아래 목록에서 "outline"라는 단어가 들어 있는 줄만 걸러 내어 모두 옮겨 적으시오.

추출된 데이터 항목
——
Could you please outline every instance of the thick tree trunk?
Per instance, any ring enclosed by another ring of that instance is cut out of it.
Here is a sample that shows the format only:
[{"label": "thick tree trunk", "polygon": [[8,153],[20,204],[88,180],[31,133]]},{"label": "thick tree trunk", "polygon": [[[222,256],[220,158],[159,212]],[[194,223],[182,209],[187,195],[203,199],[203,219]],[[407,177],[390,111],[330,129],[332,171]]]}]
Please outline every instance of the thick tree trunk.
——
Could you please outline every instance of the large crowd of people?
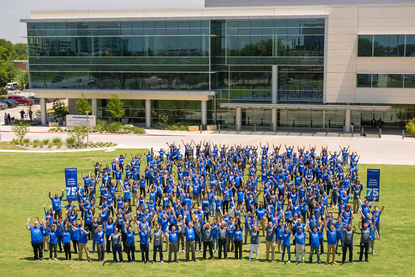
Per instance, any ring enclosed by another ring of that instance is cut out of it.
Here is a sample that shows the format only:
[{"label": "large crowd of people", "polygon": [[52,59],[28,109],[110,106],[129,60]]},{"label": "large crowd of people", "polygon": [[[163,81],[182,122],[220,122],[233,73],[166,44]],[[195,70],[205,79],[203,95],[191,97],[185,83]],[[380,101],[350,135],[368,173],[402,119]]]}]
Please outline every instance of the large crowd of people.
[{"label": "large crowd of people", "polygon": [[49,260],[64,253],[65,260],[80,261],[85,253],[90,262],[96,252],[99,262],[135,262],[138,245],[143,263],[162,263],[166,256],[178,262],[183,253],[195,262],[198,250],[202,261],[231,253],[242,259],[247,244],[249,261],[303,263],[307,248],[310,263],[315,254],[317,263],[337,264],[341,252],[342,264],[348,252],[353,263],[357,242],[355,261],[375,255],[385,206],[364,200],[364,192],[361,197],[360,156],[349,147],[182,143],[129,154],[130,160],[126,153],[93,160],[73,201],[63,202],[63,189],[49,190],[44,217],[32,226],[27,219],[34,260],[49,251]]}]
——
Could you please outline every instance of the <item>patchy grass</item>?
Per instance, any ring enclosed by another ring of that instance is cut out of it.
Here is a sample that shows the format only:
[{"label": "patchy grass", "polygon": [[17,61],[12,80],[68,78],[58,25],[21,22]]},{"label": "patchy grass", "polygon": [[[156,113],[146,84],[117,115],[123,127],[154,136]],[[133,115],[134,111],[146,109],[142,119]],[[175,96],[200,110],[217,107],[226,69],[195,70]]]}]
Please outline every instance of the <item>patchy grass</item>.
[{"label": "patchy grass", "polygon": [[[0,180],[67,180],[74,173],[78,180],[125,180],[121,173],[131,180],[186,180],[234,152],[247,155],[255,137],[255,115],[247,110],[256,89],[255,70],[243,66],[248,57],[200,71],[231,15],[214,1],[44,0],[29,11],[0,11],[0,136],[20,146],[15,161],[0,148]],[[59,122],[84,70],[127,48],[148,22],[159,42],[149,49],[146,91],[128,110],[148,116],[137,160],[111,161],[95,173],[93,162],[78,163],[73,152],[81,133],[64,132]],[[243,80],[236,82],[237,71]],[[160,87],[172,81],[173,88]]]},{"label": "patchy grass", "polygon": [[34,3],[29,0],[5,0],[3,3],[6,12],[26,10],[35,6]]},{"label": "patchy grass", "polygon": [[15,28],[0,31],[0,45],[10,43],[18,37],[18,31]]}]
——
답안 —
Could you please outline every instance of the thick tree trunk?
Please outline every instance of the thick tree trunk.
Could you please outline every instance of the large crowd of people?
Please outline every instance of the large crowd of people.
Could you please outline every instance of the <item>patchy grass</item>?
Please outline every instance of the <item>patchy grass</item>.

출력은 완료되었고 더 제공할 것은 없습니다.